• _EXCERPT PROVIDED_:
────────────────────────────────────────

House repossessions stem from job losses
THE collapse in property prices and thousands of job losses have led to a vast increase in the number of houses being repossessed.
Experts have also warned that increasing numbers of people will lose their homes.
Court Service figures released today show that repossessions rose by 93 percent over the last year, with 2,689 writs issued for possession of houses from January and September this year.
And, as falling house prices combine with a looming recession to create a situation unheard of in Northern Ireland's recent history, a housing expert last night warned that repossessions will become more and more common across the Province.
Revealing the dramatic rise in repossessions, Court Service director David Lavery said that from January there would be free legal advice, provided by the Housing Rights Service, for the growing number of homeowners threatened with repossession.
Social Development Minister Margaret Ritchie said that the sharp increase in repossessions was "worrying" and a spokeswoman for the Lord Chief Justice stressed that judges viewed repossession proceedings as a "last resort".

────────────────────────────────────────

• _SET EXERCISE 1_:
Repeat the passage from the article on house repossessions word for word, starting at "And, as falling" up to and including "threatened with repossession.".

• _PROVIDED DATA_:
────────────────────────────────────────

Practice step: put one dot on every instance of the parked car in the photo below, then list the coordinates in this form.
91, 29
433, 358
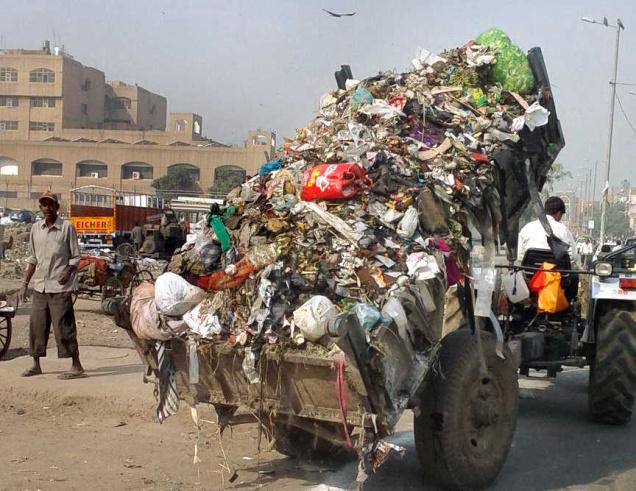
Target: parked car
23, 216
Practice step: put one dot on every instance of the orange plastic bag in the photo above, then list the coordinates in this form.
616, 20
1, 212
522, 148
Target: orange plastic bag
538, 280
551, 296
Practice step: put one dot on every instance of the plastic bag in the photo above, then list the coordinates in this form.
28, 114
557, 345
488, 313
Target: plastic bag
334, 181
514, 284
362, 96
368, 316
270, 166
408, 225
511, 69
232, 276
539, 278
203, 321
313, 317
548, 285
551, 297
144, 315
175, 296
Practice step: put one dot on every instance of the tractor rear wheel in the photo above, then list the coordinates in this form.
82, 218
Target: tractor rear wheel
466, 419
613, 369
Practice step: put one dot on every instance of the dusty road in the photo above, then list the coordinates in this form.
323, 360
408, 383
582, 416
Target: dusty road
99, 433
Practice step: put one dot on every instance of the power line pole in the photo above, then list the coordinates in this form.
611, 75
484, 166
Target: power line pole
604, 196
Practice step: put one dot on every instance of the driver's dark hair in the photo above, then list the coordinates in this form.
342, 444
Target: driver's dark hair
553, 205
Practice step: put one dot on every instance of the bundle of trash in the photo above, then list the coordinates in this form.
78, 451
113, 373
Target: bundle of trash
380, 194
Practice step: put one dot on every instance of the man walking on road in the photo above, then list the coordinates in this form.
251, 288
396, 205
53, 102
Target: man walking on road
53, 260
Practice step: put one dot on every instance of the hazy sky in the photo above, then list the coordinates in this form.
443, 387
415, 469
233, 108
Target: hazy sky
248, 64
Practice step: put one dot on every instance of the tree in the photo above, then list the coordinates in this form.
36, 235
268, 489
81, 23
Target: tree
227, 178
556, 174
176, 180
616, 220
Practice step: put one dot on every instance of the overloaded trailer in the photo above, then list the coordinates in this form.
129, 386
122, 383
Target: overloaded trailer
344, 392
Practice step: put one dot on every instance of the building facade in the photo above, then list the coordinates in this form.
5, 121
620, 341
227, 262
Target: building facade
62, 125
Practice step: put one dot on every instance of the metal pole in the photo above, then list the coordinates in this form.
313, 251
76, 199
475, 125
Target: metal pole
594, 193
609, 137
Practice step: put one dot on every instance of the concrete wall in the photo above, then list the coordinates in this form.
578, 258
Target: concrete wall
114, 156
147, 110
82, 85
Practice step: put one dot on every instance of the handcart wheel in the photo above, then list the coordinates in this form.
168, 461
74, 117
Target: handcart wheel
5, 335
112, 288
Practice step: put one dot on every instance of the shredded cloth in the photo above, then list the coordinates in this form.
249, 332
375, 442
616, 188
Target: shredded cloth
168, 396
342, 401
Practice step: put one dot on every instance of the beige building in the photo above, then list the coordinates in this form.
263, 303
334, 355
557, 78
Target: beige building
62, 125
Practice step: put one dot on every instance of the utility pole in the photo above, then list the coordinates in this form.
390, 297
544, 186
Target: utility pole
604, 196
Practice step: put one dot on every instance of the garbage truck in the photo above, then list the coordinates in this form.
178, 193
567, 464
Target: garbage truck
328, 317
104, 217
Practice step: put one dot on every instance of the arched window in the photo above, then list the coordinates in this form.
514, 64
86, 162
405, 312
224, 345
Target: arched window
91, 168
42, 75
46, 167
193, 171
136, 170
8, 74
8, 166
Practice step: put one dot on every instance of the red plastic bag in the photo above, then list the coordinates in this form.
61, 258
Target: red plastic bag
334, 181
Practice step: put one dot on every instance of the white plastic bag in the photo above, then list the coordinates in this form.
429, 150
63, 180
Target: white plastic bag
407, 226
515, 287
202, 320
312, 317
174, 296
144, 315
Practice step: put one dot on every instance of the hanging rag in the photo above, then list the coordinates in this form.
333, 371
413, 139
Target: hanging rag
168, 396
342, 401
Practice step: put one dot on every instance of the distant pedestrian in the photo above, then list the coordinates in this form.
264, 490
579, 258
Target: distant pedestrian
138, 236
53, 259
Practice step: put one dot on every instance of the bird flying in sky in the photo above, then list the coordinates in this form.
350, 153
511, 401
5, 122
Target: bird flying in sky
333, 14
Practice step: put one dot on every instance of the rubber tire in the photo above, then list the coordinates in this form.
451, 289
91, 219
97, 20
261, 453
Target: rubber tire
613, 369
4, 348
447, 453
299, 444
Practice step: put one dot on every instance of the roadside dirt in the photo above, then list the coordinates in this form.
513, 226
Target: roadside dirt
99, 432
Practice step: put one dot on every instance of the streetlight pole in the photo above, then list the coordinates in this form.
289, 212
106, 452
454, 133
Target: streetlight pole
604, 195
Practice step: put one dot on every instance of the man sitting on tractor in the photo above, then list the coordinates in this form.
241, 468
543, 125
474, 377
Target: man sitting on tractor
533, 236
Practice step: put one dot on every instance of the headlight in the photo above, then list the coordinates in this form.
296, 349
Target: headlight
603, 269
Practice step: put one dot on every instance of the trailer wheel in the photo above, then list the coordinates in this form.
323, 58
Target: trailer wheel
466, 422
613, 369
299, 444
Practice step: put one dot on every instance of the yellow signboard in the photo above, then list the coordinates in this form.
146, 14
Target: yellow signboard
94, 225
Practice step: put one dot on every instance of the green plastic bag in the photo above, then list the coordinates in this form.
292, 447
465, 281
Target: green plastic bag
512, 69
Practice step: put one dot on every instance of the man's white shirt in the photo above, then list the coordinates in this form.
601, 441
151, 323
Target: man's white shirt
533, 236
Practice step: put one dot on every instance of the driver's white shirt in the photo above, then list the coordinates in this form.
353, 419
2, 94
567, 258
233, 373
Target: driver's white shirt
532, 236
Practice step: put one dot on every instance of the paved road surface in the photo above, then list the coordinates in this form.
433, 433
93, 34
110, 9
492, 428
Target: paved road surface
555, 447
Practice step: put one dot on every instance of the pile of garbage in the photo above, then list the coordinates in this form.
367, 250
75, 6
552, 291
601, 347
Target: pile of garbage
14, 250
372, 203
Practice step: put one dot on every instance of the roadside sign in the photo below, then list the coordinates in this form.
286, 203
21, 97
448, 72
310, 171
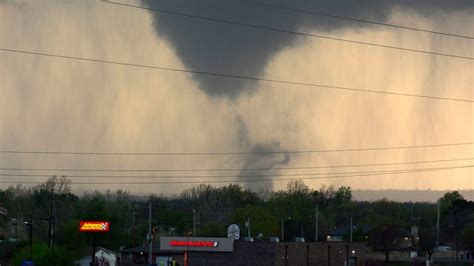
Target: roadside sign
94, 226
233, 231
27, 263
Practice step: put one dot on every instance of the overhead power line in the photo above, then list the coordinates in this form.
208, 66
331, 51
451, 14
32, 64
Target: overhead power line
287, 31
254, 175
317, 13
215, 74
231, 152
211, 181
228, 169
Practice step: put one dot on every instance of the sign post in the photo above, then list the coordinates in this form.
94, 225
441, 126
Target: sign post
94, 227
233, 231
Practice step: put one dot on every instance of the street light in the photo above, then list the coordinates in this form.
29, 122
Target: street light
194, 222
29, 224
283, 227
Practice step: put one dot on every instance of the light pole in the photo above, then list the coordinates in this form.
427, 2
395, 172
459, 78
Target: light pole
29, 224
194, 222
283, 227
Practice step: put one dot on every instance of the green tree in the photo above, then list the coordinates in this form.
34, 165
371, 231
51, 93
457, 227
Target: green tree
447, 199
261, 221
42, 255
466, 238
427, 242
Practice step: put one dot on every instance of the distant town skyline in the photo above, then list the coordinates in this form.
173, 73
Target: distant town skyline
300, 93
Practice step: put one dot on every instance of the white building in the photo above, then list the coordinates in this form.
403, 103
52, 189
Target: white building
104, 257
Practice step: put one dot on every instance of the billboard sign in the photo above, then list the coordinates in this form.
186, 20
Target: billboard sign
216, 244
94, 226
233, 231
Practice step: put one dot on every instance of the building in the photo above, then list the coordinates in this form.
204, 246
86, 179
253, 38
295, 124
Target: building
226, 251
139, 256
103, 257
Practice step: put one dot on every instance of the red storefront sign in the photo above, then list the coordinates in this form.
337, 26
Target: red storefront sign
94, 226
180, 243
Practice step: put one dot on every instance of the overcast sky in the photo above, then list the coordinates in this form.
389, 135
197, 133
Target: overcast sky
55, 104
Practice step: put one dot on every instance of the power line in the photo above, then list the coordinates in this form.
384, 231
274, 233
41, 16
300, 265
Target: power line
322, 175
228, 169
202, 182
231, 153
357, 20
286, 31
215, 74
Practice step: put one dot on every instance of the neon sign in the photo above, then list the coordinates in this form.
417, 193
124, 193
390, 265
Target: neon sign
178, 243
94, 226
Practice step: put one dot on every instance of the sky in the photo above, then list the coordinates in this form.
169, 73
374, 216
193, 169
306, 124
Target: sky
58, 104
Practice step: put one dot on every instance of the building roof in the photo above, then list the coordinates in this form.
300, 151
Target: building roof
145, 248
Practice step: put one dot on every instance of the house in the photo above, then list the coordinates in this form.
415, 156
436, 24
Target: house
103, 257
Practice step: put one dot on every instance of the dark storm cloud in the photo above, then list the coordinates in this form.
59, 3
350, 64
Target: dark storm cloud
223, 48
258, 158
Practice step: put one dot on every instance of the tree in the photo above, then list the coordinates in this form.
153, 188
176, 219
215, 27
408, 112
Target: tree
261, 220
42, 255
385, 237
447, 199
466, 238
427, 242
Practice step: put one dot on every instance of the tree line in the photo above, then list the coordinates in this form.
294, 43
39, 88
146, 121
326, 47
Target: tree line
382, 224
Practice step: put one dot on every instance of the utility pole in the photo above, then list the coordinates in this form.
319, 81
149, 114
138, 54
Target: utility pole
51, 225
150, 247
317, 224
248, 227
194, 222
350, 239
437, 228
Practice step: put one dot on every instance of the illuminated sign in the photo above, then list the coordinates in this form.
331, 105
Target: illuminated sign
209, 244
177, 243
94, 226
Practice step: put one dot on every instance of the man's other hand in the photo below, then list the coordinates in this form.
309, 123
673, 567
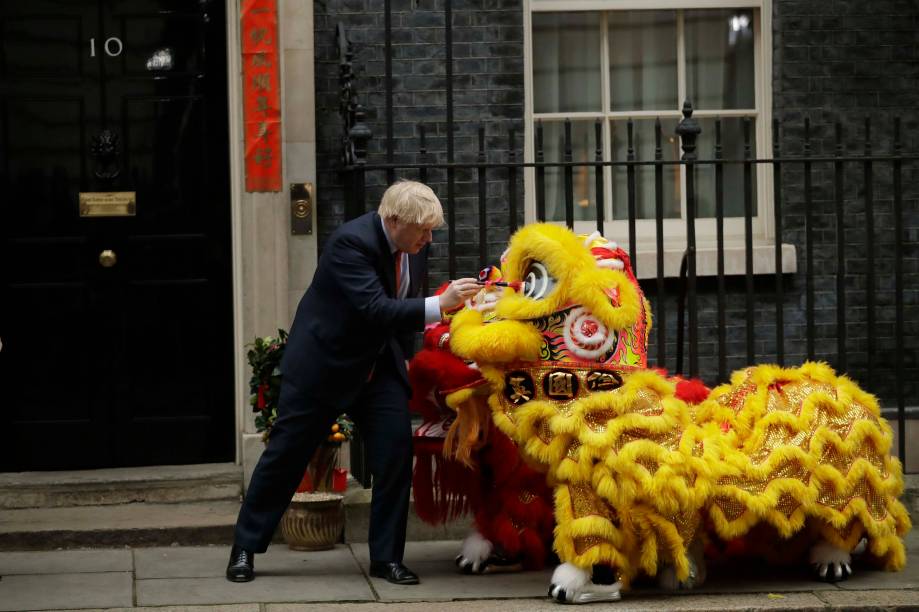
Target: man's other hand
458, 292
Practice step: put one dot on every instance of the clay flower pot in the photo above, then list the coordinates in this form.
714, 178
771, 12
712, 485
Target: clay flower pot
313, 521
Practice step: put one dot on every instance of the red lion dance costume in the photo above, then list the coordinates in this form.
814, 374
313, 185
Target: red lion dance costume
646, 471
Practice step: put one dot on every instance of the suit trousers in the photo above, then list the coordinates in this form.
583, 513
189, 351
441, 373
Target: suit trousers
380, 412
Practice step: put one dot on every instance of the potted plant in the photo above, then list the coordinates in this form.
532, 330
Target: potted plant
315, 518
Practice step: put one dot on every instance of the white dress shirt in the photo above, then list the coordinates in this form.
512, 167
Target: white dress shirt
432, 303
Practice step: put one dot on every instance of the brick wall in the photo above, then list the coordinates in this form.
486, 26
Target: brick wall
847, 61
487, 89
832, 60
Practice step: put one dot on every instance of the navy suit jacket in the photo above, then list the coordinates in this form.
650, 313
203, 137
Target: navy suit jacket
349, 317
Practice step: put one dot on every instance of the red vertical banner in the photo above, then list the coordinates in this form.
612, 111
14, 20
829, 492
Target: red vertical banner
261, 94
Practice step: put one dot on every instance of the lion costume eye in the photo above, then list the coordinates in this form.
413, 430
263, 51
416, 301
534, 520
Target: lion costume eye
537, 283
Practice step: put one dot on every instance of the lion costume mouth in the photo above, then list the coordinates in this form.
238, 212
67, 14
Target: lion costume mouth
637, 471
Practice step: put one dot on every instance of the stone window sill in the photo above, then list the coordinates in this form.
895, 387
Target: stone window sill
707, 259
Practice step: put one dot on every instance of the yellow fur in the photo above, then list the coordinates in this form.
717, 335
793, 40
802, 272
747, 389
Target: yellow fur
637, 471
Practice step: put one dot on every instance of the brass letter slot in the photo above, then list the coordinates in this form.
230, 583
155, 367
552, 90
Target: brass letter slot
107, 203
301, 208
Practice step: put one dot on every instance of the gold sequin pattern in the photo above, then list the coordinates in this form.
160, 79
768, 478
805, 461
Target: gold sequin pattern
647, 403
776, 437
746, 484
736, 397
686, 524
543, 431
584, 502
730, 507
669, 439
584, 543
787, 504
648, 464
598, 419
581, 373
843, 463
573, 450
874, 500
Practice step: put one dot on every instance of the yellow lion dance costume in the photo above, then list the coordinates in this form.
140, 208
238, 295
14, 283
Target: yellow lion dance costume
641, 478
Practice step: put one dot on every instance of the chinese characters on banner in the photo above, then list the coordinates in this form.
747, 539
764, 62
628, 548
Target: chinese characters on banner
261, 95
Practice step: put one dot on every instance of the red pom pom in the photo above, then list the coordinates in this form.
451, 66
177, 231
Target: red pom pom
692, 391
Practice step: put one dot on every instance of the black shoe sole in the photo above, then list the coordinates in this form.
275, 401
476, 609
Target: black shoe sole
240, 578
398, 582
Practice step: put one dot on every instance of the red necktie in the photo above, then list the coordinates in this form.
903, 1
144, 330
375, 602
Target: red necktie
398, 271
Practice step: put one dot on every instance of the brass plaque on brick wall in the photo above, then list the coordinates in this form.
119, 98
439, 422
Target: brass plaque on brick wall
302, 200
107, 203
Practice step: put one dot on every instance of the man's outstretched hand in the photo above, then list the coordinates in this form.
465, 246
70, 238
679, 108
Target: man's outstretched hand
458, 292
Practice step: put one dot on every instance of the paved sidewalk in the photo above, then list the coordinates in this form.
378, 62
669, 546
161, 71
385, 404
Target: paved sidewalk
191, 578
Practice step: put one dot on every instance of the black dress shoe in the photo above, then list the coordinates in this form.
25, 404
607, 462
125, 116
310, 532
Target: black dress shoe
393, 572
241, 567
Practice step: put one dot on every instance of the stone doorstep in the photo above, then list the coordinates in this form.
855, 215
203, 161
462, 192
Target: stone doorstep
208, 522
196, 523
169, 484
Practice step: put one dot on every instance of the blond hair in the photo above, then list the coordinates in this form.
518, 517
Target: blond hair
411, 202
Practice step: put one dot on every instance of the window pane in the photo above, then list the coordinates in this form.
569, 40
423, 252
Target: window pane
732, 145
583, 148
642, 60
643, 137
719, 58
566, 62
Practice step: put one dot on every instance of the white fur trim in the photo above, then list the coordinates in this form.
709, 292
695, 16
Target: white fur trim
476, 548
824, 553
591, 238
569, 577
611, 263
586, 347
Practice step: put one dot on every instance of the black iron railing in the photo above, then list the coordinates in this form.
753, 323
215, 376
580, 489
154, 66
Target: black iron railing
840, 163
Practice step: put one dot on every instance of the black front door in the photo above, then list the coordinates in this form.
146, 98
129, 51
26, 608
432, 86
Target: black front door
116, 330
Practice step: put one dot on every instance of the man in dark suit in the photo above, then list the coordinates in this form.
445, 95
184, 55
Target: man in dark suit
347, 352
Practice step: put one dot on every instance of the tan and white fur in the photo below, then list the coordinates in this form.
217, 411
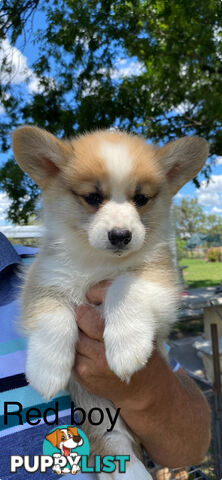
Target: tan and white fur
77, 252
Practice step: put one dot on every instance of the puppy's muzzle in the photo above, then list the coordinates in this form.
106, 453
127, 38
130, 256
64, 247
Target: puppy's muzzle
119, 238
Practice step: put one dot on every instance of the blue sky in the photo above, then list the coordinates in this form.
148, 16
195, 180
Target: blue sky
22, 57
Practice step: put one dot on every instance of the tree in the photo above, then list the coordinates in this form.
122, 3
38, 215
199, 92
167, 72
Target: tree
170, 85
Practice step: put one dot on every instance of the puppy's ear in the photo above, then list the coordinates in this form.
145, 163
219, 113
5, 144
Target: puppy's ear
39, 153
182, 160
53, 437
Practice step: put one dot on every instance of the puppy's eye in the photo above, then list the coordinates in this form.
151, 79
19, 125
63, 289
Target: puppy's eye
140, 200
94, 199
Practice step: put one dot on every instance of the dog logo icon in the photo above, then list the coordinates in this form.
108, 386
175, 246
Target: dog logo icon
67, 445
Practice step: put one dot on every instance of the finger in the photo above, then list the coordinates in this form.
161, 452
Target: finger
90, 322
90, 348
96, 294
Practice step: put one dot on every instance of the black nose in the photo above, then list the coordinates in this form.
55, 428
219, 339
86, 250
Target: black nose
119, 238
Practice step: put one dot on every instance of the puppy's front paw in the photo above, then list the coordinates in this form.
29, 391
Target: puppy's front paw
48, 380
127, 351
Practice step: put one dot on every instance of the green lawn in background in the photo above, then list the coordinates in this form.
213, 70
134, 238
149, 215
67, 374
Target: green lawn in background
201, 273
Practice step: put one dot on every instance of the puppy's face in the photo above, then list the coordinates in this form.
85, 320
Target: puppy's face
110, 187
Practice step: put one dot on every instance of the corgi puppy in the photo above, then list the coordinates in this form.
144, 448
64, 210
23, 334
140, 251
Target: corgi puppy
107, 198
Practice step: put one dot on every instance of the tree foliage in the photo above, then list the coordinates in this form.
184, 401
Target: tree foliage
148, 66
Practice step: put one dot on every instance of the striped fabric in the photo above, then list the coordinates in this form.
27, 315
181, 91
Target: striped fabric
24, 439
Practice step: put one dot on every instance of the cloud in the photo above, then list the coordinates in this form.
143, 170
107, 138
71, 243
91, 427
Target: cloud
216, 210
125, 67
14, 68
4, 205
210, 195
219, 161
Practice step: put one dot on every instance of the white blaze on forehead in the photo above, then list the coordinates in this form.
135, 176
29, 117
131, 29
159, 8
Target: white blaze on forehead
117, 159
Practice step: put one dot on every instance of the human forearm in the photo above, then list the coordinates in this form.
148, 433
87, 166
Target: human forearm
171, 417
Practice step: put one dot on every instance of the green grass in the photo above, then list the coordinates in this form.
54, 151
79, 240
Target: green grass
201, 273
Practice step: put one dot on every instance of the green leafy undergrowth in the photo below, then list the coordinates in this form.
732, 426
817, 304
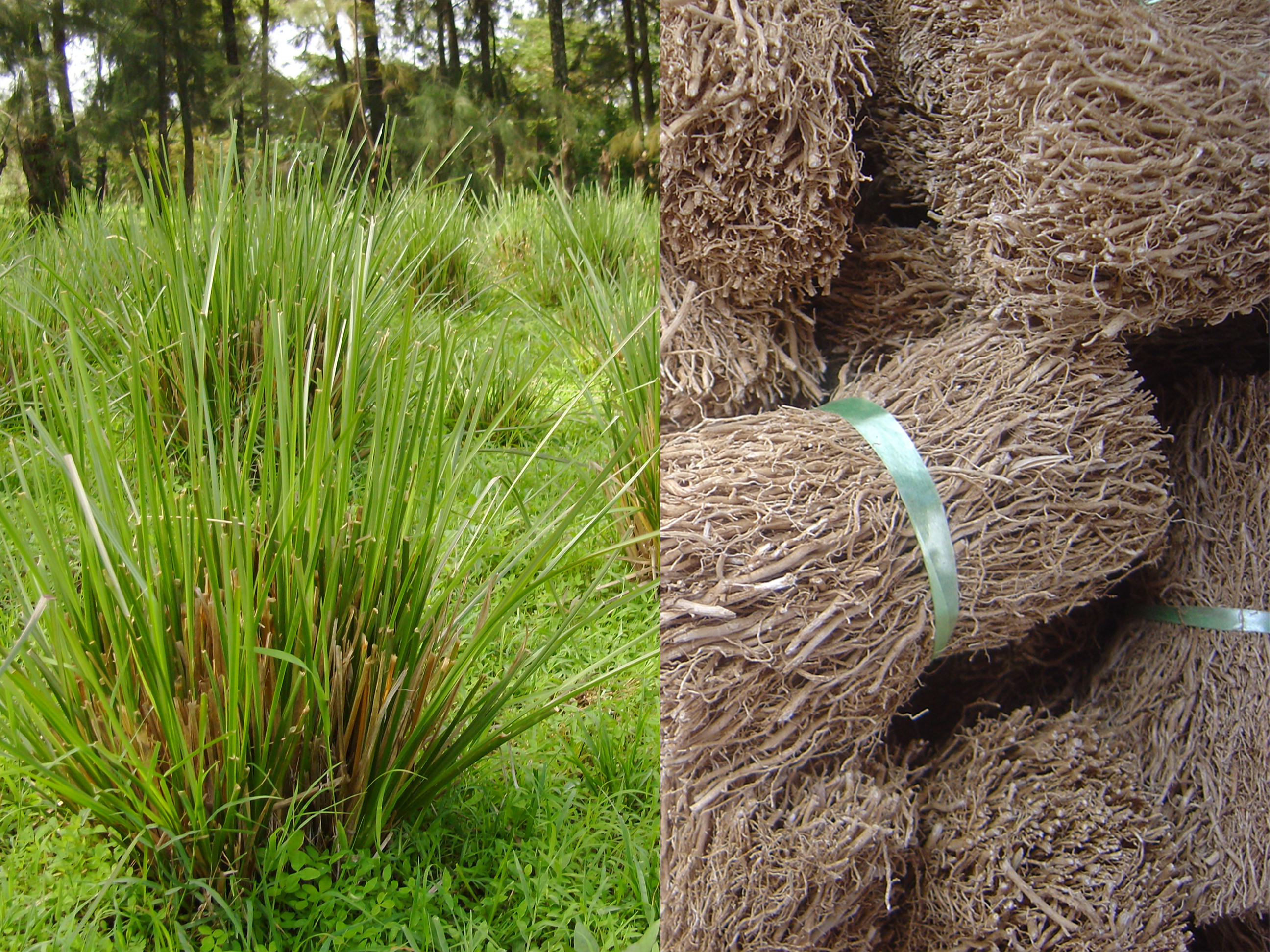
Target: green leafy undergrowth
64, 880
552, 846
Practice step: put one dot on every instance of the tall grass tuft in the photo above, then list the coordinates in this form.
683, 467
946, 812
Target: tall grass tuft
290, 622
612, 319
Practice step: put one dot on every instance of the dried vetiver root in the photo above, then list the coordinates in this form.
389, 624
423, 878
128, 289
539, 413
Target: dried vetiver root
1236, 29
1047, 668
813, 865
1035, 835
892, 132
1196, 702
1230, 935
925, 42
758, 168
898, 286
719, 359
795, 606
1106, 169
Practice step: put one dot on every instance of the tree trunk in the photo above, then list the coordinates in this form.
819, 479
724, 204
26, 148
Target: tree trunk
70, 135
37, 74
632, 68
559, 57
374, 78
265, 68
484, 35
229, 27
337, 48
646, 60
456, 68
442, 69
46, 187
187, 119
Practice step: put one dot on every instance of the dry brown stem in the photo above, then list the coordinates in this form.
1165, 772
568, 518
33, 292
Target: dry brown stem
795, 607
1038, 838
758, 169
1196, 704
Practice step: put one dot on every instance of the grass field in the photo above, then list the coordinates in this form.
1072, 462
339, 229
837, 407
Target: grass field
328, 610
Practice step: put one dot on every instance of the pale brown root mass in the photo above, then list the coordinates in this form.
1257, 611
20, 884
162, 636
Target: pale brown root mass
1035, 835
795, 606
758, 167
1193, 702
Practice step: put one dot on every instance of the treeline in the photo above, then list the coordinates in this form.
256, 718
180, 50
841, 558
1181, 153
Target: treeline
470, 89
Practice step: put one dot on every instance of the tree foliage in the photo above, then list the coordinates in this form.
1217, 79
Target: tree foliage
98, 93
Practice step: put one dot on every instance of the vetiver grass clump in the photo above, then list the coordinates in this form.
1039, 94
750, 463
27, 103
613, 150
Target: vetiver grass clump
293, 592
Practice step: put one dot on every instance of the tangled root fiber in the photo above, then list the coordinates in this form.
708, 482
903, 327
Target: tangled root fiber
812, 865
898, 286
795, 607
758, 168
1108, 170
1046, 669
1193, 702
722, 359
1037, 837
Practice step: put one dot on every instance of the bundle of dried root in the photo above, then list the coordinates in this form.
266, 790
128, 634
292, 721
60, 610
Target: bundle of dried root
892, 132
813, 865
898, 286
1236, 29
719, 359
758, 169
1196, 704
1109, 170
795, 607
1048, 668
1038, 837
926, 41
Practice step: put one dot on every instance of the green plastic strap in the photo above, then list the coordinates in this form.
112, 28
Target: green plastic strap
1199, 618
917, 490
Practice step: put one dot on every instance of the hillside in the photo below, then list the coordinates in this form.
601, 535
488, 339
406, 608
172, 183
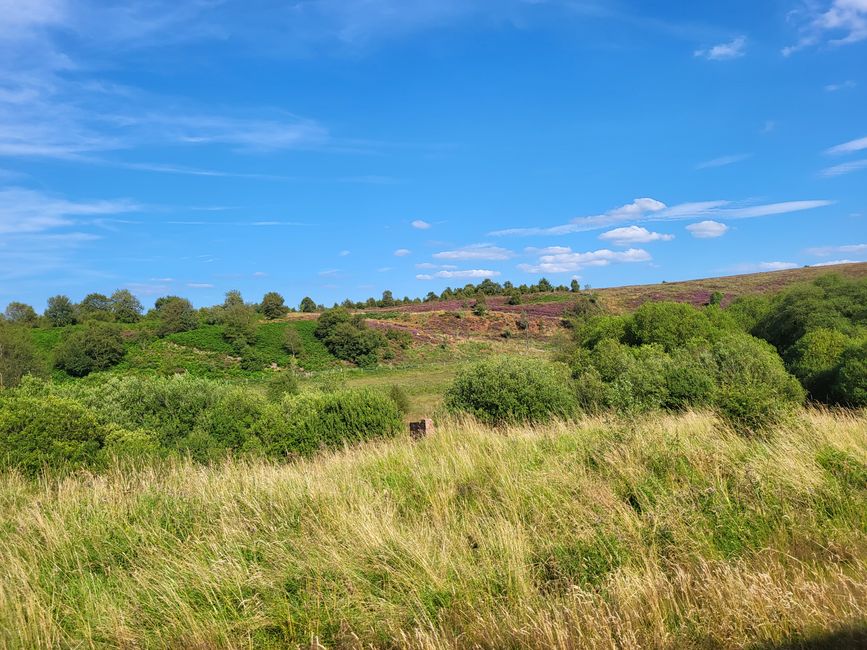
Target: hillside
669, 532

────────────────────────────────────────

• _SET EXERCISE 2_:
How many lines of the records contain the string "navy", counting only matches with the same capitalization? Reply with the number alone.

• _FULL SOLUTION 1_:
And, as falling house prices combine with a looming recession to create a situation unheard of in Northern Ireland's recent history, a housing expert last night warned that repossessions will become more and more common across the Province.
Revealing the dramatic rise in repossessions, Court Service director David Lavery said that from January there would be free legal advice, provided by the Housing Rights Service, for the growing number of homeowners threatened with repossession.

• _FULL SOLUTION 2_:
2